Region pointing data
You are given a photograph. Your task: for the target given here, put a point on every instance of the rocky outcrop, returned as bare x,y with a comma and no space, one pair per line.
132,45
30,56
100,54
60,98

▸ **PROBLEM TO WORK ON**: When the entries above are retyped, each line must stay exactly as it is.

▸ **TASK ANSWER**:
You are given a photograph. Your task: for the target given here, put a point on every instance of the rocky outcrop, returned as bare x,y with a comma and no space, one pair per line.
132,45
30,56
100,54
60,98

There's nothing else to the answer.